Data extract:
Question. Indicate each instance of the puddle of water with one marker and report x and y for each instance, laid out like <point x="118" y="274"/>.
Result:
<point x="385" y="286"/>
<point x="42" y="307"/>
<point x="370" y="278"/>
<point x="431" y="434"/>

Aim of the exercise:
Can you reproduce the entire listing above, line for line, without changing anything?

Expected answer:
Question. Indicate each instance of the puddle of water with one marker and report x and y for each instance, laid out like <point x="118" y="274"/>.
Result:
<point x="385" y="286"/>
<point x="42" y="307"/>
<point x="370" y="278"/>
<point x="431" y="434"/>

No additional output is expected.